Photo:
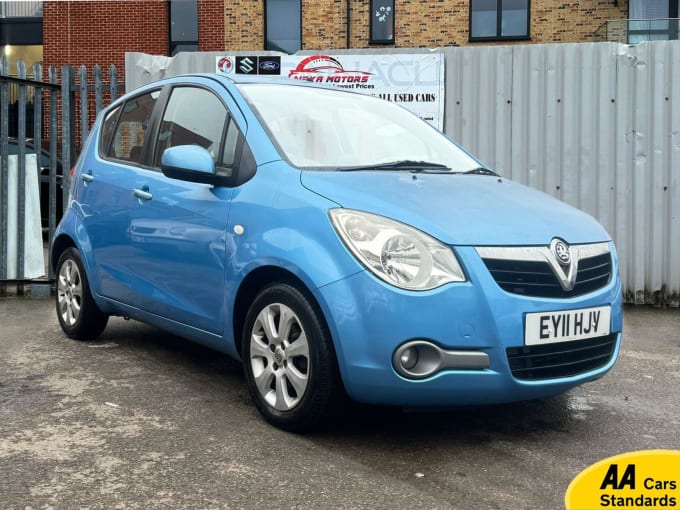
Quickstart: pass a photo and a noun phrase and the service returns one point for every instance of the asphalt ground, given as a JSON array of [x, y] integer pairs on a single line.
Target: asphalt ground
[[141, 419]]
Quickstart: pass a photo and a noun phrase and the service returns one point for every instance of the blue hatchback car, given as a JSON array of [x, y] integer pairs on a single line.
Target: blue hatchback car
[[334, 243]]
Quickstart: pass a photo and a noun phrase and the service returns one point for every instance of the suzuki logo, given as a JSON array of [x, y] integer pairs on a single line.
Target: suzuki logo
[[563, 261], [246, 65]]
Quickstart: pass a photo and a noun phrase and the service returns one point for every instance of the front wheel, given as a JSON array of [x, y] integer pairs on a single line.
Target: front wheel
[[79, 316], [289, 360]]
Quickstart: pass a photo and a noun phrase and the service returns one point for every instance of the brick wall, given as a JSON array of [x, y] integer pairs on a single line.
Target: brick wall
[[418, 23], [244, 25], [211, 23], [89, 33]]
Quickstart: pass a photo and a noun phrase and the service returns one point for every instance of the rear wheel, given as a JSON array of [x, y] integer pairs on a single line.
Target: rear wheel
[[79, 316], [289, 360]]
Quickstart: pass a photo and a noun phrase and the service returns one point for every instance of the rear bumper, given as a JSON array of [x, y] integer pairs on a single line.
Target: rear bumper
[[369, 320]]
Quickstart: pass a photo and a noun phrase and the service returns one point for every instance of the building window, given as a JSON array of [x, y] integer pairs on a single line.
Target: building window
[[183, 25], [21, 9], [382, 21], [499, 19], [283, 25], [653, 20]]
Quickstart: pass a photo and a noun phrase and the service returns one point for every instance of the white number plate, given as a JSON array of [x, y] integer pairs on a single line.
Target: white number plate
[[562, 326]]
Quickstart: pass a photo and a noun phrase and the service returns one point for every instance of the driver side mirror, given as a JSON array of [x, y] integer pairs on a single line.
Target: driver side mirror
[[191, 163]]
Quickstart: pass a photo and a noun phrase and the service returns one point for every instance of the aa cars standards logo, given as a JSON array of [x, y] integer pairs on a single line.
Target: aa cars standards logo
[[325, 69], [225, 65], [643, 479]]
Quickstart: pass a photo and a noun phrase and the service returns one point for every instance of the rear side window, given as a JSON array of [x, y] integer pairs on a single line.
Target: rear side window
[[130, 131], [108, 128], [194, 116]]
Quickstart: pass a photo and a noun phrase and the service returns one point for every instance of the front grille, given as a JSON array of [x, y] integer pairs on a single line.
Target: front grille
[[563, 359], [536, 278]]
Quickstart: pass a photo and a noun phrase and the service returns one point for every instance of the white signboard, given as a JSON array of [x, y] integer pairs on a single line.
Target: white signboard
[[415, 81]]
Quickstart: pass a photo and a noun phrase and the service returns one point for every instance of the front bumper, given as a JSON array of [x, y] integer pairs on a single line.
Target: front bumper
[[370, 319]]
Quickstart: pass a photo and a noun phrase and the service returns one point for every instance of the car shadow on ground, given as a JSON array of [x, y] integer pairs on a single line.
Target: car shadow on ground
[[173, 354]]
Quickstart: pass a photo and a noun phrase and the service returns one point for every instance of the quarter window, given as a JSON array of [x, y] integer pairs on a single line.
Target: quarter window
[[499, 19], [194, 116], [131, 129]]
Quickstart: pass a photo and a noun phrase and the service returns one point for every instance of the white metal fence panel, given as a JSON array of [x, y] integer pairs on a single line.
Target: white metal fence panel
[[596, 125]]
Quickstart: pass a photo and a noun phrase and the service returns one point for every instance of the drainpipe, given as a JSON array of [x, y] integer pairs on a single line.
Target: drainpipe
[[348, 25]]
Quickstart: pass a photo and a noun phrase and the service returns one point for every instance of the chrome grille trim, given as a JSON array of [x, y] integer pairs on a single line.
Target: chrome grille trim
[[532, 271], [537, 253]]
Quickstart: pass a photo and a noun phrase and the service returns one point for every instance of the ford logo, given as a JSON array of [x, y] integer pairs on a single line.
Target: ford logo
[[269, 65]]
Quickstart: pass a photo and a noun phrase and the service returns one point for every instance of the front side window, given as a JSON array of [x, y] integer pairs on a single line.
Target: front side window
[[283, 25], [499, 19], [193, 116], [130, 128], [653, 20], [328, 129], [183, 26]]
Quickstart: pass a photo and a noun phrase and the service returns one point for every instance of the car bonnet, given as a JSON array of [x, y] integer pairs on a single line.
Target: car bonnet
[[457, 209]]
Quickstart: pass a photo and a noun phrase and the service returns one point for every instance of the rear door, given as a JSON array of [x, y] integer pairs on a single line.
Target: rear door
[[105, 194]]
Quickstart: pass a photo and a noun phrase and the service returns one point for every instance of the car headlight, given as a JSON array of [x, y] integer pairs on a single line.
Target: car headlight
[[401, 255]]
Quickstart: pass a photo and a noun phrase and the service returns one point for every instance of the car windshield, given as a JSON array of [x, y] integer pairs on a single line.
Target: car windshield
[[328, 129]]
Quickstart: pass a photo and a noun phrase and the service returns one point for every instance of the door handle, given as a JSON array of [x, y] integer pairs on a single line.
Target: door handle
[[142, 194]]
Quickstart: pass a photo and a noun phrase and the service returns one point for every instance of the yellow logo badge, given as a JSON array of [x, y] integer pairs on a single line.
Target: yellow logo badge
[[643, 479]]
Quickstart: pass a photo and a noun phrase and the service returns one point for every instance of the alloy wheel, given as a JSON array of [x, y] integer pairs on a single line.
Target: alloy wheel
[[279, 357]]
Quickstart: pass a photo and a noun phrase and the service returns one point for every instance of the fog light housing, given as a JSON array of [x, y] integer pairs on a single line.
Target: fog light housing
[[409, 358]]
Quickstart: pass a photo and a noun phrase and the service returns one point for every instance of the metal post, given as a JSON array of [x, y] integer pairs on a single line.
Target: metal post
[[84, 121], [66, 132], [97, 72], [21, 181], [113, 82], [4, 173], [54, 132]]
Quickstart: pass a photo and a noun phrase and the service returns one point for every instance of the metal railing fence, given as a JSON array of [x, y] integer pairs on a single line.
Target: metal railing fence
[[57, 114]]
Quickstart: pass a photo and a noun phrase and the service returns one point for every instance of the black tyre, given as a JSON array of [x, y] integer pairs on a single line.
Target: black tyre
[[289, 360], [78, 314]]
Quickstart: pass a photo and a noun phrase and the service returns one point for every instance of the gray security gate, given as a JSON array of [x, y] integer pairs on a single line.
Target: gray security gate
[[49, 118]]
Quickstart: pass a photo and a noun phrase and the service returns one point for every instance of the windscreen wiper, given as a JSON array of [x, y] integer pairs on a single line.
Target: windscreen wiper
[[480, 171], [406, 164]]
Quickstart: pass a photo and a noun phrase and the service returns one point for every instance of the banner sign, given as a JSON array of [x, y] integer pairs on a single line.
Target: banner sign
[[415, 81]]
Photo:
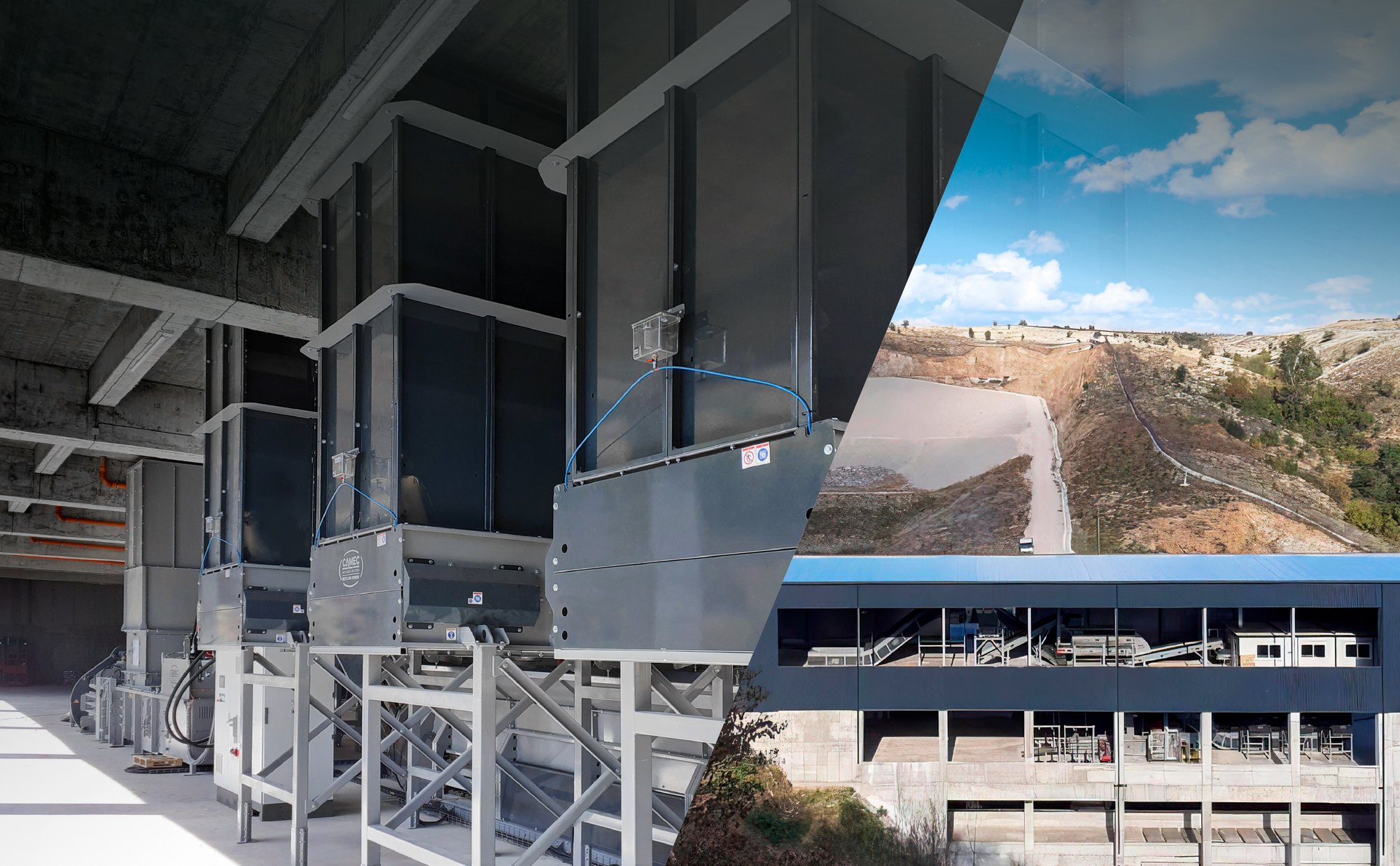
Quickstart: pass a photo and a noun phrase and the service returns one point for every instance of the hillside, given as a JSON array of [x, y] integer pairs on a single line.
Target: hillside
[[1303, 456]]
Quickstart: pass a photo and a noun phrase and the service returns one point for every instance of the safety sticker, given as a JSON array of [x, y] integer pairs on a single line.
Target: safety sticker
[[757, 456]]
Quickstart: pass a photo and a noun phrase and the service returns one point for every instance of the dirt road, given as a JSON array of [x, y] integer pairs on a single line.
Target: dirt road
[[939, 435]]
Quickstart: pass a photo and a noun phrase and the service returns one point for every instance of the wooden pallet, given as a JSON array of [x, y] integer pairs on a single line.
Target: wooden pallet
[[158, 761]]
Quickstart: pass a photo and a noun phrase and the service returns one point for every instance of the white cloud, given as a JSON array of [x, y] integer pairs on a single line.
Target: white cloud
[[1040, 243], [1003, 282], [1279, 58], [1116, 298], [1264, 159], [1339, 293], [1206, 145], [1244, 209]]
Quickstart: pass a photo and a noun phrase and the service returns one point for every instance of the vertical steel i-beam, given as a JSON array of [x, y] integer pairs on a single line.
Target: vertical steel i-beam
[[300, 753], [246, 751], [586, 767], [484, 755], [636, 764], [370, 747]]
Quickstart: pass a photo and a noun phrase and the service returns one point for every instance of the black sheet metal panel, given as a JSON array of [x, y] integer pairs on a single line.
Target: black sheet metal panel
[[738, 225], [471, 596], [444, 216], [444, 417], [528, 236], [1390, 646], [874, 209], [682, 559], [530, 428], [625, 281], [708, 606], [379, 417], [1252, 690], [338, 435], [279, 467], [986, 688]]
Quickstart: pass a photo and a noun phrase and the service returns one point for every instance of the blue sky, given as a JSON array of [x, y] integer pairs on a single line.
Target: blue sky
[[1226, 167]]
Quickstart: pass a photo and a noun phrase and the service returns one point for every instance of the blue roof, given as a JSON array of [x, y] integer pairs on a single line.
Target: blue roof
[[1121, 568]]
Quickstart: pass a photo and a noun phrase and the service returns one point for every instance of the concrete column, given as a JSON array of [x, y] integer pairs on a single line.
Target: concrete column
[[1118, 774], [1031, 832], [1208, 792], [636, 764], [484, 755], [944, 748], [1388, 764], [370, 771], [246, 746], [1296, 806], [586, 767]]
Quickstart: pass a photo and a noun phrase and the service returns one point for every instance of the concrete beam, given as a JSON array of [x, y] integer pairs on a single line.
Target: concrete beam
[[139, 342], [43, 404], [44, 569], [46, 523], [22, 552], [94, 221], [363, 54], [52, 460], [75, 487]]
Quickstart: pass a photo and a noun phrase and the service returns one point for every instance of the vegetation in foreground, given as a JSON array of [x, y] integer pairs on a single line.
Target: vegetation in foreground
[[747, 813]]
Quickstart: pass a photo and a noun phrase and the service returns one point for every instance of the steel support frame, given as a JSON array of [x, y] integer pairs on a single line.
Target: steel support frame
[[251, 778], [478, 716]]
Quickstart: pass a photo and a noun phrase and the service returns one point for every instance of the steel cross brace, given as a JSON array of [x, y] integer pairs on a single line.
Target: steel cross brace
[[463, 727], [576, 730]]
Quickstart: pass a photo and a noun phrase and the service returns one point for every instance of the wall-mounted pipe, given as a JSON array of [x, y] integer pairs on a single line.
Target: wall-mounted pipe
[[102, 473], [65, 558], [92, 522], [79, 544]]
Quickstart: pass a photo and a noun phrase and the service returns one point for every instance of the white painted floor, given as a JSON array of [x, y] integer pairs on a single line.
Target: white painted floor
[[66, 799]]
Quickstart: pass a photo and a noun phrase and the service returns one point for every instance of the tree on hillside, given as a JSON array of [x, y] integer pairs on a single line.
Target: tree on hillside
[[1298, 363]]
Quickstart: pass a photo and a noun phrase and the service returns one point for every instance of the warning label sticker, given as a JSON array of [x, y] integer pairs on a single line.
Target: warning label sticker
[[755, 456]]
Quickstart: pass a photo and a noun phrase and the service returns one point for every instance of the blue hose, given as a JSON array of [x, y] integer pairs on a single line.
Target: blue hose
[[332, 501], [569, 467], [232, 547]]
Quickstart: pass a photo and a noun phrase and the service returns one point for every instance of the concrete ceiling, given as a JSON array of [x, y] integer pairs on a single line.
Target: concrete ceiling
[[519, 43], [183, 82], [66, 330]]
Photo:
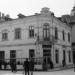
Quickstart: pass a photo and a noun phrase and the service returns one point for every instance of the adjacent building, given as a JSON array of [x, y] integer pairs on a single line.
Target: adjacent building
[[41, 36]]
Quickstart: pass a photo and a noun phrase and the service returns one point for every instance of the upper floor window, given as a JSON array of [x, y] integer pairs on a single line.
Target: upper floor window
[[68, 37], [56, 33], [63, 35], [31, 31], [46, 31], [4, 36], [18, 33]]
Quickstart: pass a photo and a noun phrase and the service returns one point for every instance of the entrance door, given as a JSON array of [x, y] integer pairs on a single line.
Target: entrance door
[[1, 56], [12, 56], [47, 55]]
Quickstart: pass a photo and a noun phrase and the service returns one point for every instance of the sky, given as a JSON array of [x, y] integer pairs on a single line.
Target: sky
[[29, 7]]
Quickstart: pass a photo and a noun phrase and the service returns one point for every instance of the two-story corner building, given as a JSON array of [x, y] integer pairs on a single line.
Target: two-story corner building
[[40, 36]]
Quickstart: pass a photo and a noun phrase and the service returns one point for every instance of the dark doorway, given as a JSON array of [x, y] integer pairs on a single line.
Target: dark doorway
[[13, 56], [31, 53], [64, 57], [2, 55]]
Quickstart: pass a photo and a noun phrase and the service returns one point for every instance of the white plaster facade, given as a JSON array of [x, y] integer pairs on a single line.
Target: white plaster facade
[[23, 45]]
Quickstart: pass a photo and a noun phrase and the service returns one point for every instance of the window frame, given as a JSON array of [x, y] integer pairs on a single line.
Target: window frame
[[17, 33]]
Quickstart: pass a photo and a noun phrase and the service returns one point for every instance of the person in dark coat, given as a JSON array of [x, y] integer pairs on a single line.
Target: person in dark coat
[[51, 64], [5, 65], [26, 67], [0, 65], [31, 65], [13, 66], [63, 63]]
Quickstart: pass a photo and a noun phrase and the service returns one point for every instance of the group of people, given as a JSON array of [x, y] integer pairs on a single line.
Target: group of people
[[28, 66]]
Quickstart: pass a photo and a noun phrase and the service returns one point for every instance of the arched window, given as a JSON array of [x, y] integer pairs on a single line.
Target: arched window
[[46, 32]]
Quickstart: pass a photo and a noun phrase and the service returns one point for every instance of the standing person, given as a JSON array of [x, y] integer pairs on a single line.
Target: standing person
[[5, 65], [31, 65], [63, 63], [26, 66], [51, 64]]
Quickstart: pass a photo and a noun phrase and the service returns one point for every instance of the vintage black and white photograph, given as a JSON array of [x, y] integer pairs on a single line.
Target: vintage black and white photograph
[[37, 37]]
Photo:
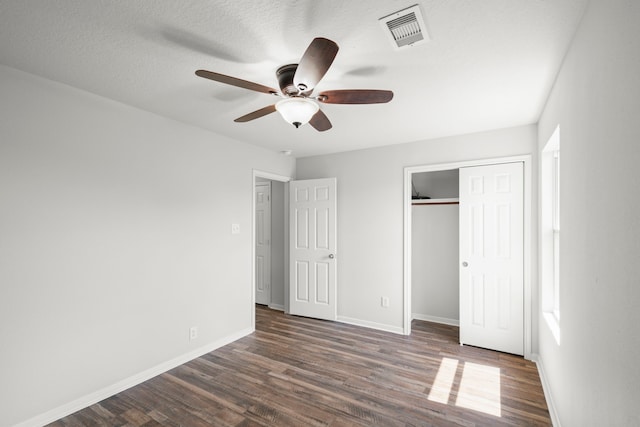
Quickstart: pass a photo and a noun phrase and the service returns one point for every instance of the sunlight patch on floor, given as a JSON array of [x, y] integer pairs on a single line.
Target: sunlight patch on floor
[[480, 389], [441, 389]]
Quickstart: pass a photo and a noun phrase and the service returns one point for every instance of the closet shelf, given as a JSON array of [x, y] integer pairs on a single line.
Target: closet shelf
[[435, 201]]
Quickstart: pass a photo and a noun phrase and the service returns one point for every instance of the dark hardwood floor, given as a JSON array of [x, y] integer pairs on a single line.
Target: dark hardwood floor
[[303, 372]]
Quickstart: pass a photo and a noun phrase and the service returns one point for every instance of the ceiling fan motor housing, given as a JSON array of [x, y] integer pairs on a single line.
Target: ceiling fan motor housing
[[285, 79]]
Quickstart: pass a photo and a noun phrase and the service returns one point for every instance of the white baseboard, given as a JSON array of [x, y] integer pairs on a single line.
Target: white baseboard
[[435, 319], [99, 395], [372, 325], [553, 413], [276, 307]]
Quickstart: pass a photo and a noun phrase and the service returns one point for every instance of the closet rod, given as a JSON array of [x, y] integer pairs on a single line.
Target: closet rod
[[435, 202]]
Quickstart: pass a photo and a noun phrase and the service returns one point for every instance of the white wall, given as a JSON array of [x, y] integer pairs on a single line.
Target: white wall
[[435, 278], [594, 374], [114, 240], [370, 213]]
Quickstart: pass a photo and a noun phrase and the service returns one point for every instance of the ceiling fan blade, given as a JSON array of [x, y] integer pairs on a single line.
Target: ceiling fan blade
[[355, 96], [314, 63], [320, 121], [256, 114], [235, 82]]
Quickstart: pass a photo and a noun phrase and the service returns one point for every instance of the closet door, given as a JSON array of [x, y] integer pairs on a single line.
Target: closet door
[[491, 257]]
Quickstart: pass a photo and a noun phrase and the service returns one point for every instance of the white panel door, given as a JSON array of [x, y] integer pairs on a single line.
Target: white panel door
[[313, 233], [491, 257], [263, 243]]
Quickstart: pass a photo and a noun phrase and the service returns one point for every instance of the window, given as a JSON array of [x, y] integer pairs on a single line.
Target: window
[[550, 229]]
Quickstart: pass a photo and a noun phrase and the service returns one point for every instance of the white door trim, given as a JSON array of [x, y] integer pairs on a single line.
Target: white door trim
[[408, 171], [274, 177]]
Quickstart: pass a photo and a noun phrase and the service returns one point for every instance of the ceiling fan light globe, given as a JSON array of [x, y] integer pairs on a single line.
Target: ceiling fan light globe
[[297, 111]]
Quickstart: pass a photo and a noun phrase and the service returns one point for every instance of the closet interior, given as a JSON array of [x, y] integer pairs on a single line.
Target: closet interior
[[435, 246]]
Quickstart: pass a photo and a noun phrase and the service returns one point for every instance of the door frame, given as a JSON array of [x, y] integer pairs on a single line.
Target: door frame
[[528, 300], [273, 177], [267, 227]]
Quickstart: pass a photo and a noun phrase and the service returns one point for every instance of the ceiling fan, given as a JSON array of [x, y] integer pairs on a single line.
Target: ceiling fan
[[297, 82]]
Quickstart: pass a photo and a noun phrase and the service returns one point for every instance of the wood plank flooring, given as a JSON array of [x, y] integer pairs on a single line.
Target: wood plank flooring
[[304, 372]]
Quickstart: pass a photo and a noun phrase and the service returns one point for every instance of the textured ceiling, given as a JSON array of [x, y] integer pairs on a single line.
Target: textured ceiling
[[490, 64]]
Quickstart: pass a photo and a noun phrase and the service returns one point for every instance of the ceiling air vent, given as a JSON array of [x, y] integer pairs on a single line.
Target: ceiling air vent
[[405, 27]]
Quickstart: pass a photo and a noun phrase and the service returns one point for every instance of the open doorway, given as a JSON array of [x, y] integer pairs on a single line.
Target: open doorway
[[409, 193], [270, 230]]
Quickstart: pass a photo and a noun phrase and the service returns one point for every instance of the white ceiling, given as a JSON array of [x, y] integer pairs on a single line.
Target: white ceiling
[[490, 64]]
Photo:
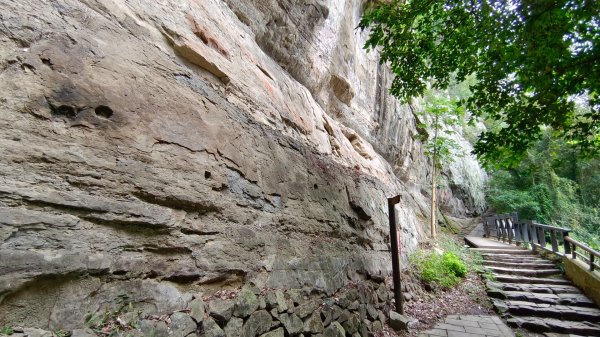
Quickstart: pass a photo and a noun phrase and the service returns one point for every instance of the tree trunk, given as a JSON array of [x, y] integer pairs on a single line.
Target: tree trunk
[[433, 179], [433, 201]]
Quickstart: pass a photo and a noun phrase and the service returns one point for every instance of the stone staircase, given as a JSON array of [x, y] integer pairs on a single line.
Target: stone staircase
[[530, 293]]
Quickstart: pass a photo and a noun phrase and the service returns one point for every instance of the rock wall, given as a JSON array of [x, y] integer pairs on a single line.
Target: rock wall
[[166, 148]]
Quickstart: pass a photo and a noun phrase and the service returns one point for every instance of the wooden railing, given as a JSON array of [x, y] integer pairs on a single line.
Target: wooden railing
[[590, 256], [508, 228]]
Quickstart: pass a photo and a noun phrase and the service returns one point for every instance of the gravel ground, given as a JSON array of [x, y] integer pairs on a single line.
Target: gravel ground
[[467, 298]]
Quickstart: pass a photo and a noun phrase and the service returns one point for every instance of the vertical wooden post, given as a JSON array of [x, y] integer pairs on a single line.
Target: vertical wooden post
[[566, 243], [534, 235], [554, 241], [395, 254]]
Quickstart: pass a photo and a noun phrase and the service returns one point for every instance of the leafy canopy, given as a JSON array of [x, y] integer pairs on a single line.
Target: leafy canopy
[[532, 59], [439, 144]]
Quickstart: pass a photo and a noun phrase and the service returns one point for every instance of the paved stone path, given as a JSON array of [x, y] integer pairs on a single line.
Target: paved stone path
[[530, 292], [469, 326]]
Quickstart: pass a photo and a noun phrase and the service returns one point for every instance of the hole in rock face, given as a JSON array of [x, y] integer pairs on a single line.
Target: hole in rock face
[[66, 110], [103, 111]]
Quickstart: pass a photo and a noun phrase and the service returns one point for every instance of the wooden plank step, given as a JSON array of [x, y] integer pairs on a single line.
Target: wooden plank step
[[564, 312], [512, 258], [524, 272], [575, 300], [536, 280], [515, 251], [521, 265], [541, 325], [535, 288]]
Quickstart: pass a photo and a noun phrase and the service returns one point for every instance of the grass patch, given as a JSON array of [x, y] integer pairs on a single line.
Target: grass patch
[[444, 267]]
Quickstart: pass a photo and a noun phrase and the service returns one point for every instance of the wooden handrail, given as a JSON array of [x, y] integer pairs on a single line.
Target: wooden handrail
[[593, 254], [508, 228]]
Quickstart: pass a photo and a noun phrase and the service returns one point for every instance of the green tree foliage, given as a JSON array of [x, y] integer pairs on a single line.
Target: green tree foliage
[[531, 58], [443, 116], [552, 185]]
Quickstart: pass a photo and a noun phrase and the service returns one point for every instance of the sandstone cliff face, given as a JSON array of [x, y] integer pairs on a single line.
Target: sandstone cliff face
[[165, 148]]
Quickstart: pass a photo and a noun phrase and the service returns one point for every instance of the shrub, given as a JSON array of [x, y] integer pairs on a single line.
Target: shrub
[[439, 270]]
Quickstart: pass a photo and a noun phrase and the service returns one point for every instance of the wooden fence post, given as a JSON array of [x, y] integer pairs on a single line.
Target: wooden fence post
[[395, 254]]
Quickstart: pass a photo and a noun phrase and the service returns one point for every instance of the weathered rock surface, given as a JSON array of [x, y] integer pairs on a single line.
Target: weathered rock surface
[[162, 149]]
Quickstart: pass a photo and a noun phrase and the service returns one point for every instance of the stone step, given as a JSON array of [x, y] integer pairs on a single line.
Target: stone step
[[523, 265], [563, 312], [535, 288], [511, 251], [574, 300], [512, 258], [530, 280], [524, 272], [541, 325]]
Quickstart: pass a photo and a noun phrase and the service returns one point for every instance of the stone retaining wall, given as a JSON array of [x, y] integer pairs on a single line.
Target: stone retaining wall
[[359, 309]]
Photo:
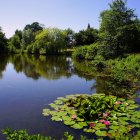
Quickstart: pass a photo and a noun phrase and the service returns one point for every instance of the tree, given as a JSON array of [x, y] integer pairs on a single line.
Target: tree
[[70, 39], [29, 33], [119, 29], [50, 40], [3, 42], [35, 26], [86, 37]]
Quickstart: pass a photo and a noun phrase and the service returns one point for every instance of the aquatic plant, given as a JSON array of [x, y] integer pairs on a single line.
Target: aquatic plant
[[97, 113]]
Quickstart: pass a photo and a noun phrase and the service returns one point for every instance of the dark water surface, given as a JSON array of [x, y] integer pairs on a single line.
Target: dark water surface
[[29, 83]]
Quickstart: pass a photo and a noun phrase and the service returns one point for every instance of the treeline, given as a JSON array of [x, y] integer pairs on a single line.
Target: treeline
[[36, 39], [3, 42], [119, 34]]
#####
ASSIGNMENT: Starting at the first line of the listing above, write out each line exactly and nothing else until you reach the line containing "rear wheel, given", which is included as well; omit all pictures.

SOLUTION FOR THIS PROBLEM:
Photo:
Quickstart: pass a photo and a noun phrase and the service returns one point for every instance of the asphalt ground, given as a JSON array of [x, y] integer pairs on a single line.
Target: asphalt ground
[[141, 419]]
Quickstart: pass a photo and a noun phrase and the service returns one point for every instance of the blue hatchback car, given as a JSON array of [x, y] integer pairs on a single line.
Target: blue hatchback car
[[334, 243]]
Quickstart: pass a photo and a noun phrase and the service returns one point for every instance of the suzuki logo, given as a JSON array of [x, y] integer pairs on a single line.
Target: suzuki logo
[[563, 261], [246, 65]]
Quickstart: pass a photo and a noun phrase and the service returns one point for every instance of the front wheel, given as a JSON array of [x, y] integer pairs on a single line.
Target: front wheel
[[79, 316], [289, 360]]
Quickstart: pass a photo and a noun phrase and the service returns one point for every instance of the brick wall, given as a JSON array of [x, y] integer pairs on a single line.
Target: brick wall
[[418, 23], [244, 25], [211, 23], [89, 33]]
Quickstart: pass a photo and a noun phrase and the service returns one point for every instance of the rear wheel, given as a JSON array of [x, y] integer pairs on a single line.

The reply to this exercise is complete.